(Coordinate labeling data)
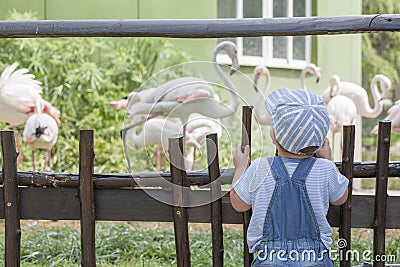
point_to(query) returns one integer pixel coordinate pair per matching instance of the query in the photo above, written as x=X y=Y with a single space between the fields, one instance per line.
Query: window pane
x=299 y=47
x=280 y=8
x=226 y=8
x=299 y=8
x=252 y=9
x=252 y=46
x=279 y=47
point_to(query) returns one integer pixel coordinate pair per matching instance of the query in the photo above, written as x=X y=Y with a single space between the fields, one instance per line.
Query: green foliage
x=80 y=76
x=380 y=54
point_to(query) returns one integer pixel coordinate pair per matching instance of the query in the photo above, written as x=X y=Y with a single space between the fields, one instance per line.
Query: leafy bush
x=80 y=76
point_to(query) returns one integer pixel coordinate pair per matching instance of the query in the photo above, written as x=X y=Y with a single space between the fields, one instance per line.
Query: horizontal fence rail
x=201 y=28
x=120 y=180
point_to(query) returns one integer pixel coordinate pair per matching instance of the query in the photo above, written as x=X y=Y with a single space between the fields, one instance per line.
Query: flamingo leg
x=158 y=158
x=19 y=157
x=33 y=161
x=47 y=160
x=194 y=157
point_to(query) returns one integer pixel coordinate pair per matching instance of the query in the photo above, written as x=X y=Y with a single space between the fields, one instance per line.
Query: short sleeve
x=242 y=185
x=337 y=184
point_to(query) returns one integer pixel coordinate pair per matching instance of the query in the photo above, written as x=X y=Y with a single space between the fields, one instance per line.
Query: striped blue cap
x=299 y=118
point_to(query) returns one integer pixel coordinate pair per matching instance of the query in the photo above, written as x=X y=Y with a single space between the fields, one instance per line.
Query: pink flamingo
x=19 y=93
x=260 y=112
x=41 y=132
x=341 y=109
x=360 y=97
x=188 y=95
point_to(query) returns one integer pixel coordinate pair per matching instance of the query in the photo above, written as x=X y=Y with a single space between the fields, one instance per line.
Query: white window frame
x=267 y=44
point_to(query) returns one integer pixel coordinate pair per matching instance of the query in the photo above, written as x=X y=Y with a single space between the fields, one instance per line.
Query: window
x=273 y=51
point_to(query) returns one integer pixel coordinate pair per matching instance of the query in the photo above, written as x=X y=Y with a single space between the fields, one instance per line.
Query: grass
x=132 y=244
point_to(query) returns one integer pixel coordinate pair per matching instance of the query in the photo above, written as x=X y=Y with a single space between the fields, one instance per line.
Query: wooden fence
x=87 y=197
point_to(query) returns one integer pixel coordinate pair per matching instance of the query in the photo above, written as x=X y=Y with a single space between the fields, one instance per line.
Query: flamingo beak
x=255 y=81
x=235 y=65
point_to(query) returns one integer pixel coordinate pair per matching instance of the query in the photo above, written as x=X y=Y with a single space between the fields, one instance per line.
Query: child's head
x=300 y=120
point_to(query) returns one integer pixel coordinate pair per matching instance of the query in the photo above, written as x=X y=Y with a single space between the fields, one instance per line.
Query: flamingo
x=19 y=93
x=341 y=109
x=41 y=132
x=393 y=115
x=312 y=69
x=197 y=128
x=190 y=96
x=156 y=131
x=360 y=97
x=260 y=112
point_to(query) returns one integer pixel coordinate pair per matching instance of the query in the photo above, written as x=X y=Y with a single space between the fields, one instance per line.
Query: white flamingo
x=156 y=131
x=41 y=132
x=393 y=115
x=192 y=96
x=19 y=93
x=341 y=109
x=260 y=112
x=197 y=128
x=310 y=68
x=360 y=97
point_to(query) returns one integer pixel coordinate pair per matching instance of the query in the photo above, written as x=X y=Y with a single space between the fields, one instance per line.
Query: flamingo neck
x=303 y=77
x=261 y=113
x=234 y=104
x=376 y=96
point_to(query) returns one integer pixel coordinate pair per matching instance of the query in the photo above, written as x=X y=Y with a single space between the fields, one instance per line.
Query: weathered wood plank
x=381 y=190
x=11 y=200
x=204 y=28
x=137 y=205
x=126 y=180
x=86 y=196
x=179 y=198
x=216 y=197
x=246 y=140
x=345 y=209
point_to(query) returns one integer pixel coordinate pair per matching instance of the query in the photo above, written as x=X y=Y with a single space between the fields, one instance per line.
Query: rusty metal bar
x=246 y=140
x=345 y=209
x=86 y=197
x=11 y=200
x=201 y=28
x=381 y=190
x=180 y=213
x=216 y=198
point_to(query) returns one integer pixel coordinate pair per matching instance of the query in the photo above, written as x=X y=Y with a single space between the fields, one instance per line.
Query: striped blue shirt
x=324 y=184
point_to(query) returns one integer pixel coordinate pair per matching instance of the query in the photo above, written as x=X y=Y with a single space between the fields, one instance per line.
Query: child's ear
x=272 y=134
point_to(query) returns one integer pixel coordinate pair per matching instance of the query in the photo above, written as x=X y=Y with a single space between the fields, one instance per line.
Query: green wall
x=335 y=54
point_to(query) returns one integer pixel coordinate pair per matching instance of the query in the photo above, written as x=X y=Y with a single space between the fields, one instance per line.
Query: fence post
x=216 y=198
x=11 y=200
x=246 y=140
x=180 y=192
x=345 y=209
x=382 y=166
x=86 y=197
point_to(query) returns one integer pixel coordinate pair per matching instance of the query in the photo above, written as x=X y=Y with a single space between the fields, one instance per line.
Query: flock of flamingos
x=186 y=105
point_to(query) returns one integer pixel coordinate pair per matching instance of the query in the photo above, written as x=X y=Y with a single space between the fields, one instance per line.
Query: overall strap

■ Written instruction ■
Reproduce the full listing above verbatim, with no pictures included.

■ Result of the exercise ■
point_to(query) returns one integer pixel coordinate pair per matching instance of the query in the photo above, written as x=X y=Y with a single space between the fields, one instance per line.
Query: window pane
x=299 y=47
x=280 y=8
x=226 y=8
x=299 y=8
x=252 y=9
x=252 y=46
x=279 y=47
point_to(query) returns one integer pixel coordinate pair per matching instance of the query in the photo above, written as x=X y=Y with a single space between the fields, one instance per line.
Query: green foliage
x=80 y=76
x=380 y=54
point_to(query) returns one integer pixel coordinate pair per matching instance of the query in the photo above, written as x=X y=Y with a single space between the fields, one instance per line.
Query: leafy bush
x=80 y=76
point_to(query) returns one integer pixel coordinate pair per matching instance of the query in the photo above, written as x=X y=Y with a single space between the fields, one instance per line.
Query: horizontal fence rail
x=201 y=28
x=120 y=180
point_to(query) returns one integer pixel coordinate pair per matching instance of the query in the photo above, written as x=X y=Y with a single space between the fields, one instance per line.
Query: flamingo leg
x=158 y=158
x=19 y=157
x=33 y=161
x=47 y=160
x=194 y=157
point_to(query) returns one integer pixel coordinate pair per matching instance of the query in the photo above, written as x=X y=Y with a single space between the fields, one instance per line.
Query: short sleeve
x=242 y=185
x=337 y=184
point_to(query) returns one integer pixel coordinate pair per matching instance of the query in the photo above, written as x=X y=Y with a single space between the fields, one instance per line.
Query: striped blue cap
x=299 y=118
point_to(query) returns one integer pixel coordinate pair per matching instance of the query in the photo above, written as x=X y=Y with a single space between the fields, one instance per line.
Query: pink flamingo
x=19 y=93
x=260 y=112
x=41 y=132
x=341 y=109
x=360 y=97
x=188 y=95
point_to(query) returns one integer pixel coordinate pair per matching instance of the query in the photo above, written as x=X y=Y with a single space between the fields, one instance per line.
Query: white window frame
x=267 y=44
point_to(query) returns one integer pixel coordinate pair per matching instance of the query in the photo above, written as x=X y=Y with a single space between the fields, one instance per line.
Query: window
x=273 y=51
point_to(query) returns one integer pixel coordinate pair per matching instance of the query in the photo above, written as x=X y=Y with a single space between the fields, one instance per line.
Query: grass
x=132 y=244
point_to(query) returns one integer pixel coordinate pair per matching instance of the query in the photo above, written as x=X y=Y with a single space between the fields, one instance per line.
Query: wooden fence
x=87 y=197
point_to(query) returns one integer pixel coordinate pair per matching instance of the query in the photo above, written as x=X y=Y with a single space between the fields, one instance per line.
Query: flamingo beak
x=255 y=81
x=235 y=65
point_to(query) returns one integer pixel coordinate pair per matching instance of the query in the photo above, written as x=X y=Y with a single space between the fields, one instance per line.
Query: child's head
x=300 y=120
point_to(query) returns one integer pixel coordinate pair per matching instance of the query in the photo above, written as x=X y=Y with a single space between the fields, one instance per line.
Query: flamingo
x=19 y=93
x=341 y=109
x=41 y=132
x=393 y=115
x=312 y=69
x=197 y=128
x=190 y=96
x=156 y=131
x=360 y=97
x=260 y=112
point_to(query) returns one integer pixel coordinate pair per matching instance of the query in the photo above, written as x=X y=Y with a single space between the fields, one instance per line.
Query: white flamingo
x=156 y=131
x=41 y=132
x=393 y=115
x=192 y=96
x=19 y=93
x=341 y=109
x=260 y=112
x=197 y=128
x=310 y=68
x=360 y=97
point_to(query) returns one integer pixel coordinate pair per matching instance of the query in the photo above, written as x=X y=Y with a single space between the fields, one instance per line.
Query: flamingo neck
x=303 y=77
x=261 y=113
x=234 y=104
x=376 y=96
point_to(query) returns one integer pixel coordinate pair per matching instance of the query in the photo above, written as x=X y=Y with a single space between the fields, one instance per line.
Query: weathered wood plank
x=381 y=190
x=11 y=200
x=204 y=28
x=137 y=205
x=126 y=180
x=86 y=196
x=179 y=198
x=216 y=197
x=246 y=140
x=345 y=209
point_to(query) returns one integer pixel coordinate pair per matching instance of the query in the photo above, written as x=X y=Y with a single space between the fields, one instance per line.
Query: rusty metal bar
x=246 y=140
x=345 y=209
x=86 y=197
x=11 y=200
x=201 y=28
x=381 y=190
x=180 y=213
x=216 y=198
point_to(query) returns one integer pixel coordinate pair per matching instance of the query in the photo above, written as x=X y=Y with a single space between the fields, one instance per line.
Query: striped blue shirt
x=324 y=184
point_to(query) returns one integer pixel coordinate pair per matching instance of the query in the photo above, written as x=X y=Y with a single space between the fields, one instance per line.
Query: child's ear
x=272 y=134
point_to(query) returns one integer pixel coordinate pair per matching instance of the query in the photo above, written as x=X y=Y with a single space between the fields, one instance per line.
Query: green wall
x=335 y=54
point_to(query) returns one integer pixel coordinate pair per matching instance of the query in the photo above, written as x=X y=Y with a single space between the fields, one instance per line.
Query: fence post
x=216 y=198
x=11 y=200
x=246 y=140
x=180 y=192
x=345 y=209
x=382 y=166
x=86 y=197
point_to(query) returns one integer pixel coordinate pair per matching instance of the query in the photo above, written as x=X y=Y with a single space between the fields, one instance per line.
Query: flock of flamingos
x=186 y=105
point_to(query) returns one integer pixel coordinate pair per matching instance of the query in the photo above, written as x=X y=Y with a single space between the fields, one instance per line.
Query: overall strap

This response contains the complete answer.